Task description
Output an exact reproduction of the data.

Exercise inputs

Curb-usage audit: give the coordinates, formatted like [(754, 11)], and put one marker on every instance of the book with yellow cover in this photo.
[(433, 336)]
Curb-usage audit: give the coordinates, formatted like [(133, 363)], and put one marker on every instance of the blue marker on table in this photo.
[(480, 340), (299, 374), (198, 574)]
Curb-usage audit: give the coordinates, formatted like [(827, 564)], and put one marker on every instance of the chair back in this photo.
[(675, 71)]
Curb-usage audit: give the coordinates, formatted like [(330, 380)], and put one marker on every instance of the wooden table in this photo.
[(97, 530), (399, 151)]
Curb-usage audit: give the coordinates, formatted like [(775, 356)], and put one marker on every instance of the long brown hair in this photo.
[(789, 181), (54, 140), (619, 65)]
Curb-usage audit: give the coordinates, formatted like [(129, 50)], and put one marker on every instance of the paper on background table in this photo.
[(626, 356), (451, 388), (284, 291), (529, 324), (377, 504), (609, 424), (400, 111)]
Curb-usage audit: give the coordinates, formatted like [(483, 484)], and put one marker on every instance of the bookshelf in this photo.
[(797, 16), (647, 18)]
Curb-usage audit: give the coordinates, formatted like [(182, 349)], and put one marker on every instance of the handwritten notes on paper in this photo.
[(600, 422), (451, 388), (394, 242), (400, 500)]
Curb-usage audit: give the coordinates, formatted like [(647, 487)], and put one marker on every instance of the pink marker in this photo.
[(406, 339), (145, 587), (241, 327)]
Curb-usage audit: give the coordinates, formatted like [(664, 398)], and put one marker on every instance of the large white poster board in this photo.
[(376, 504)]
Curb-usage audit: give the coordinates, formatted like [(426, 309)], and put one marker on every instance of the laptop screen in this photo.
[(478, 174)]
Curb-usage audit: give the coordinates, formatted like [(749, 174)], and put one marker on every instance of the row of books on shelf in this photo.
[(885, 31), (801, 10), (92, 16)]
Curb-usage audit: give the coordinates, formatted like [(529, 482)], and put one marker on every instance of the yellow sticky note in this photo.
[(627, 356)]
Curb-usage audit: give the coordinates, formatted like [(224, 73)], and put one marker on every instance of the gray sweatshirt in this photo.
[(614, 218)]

Complete output
Curb-usage audit: give the coordinates, formatted like [(754, 11)], and put one marker on every instance of the book with yellow cover in this photo.
[(433, 336)]
Curb-usage audit: give the coordinates, formatted like [(133, 363)], and put one marker on every instance of the blue marker on table in this photo.
[(480, 340), (299, 374), (198, 574)]
Curb-usage audit: give the coordinates, formatted like [(827, 564)], and put one marker on every instance of the chair back in this photo.
[(675, 71)]
Curb-usage audit: give the coordinates, formatted like [(330, 380)], and put one marker on every instance of the wooden table in this photo.
[(97, 530), (399, 151)]
Curb-usage audit: give the coordinates, formatted like [(775, 356)], and put one marker on every instance of the long brown hair in this photo.
[(789, 181), (54, 140), (619, 65)]
Curb-usage audit: give the coordinates, formatted like [(129, 50)], and put one marker on every instance of the paper on background table in this photo.
[(626, 356), (451, 388), (284, 291), (529, 324), (377, 504), (609, 424), (400, 111)]
Curb-usage audit: give the coordinates, formatted like [(483, 484)], and put one marker on every instance of the bookshelf in this photo.
[(797, 16), (647, 18)]
Curb-usage audit: give the coordinates, formatted like [(182, 349)], and put one marker on every instance of the handwritten notes on paper in this photo.
[(600, 422), (451, 388), (394, 242), (400, 500)]
Curb-usage audit: give the coordinates, formatted like [(647, 487)], and put one marker on every instance of the pink marker in this photo.
[(406, 339), (145, 587), (241, 327)]
Curb-usage audit: give the coordinates, formatted like [(664, 398)], and put one marker on every instance of the large white poster board in this photo.
[(376, 504)]
Curb-usage audit: give the coordinates, formatted like [(426, 309)], and put one marker on every instance of the laptop screen in this photo.
[(478, 174)]
Curb-usage audit: give the coordinates, formatted like [(749, 174)], and put one marker on every instance of the row of books on shelf in this photo.
[(885, 31), (801, 10), (92, 16)]
Curb-usage audit: give the coordinates, formatted like [(529, 482)], and put one marker on every instance of the yellow sticky note in this photo.
[(627, 356)]
Curb-usage audit: give the coordinates, formatted like [(224, 73)], and put one marker on every instance of the gray sweatshirt in this photo.
[(614, 218)]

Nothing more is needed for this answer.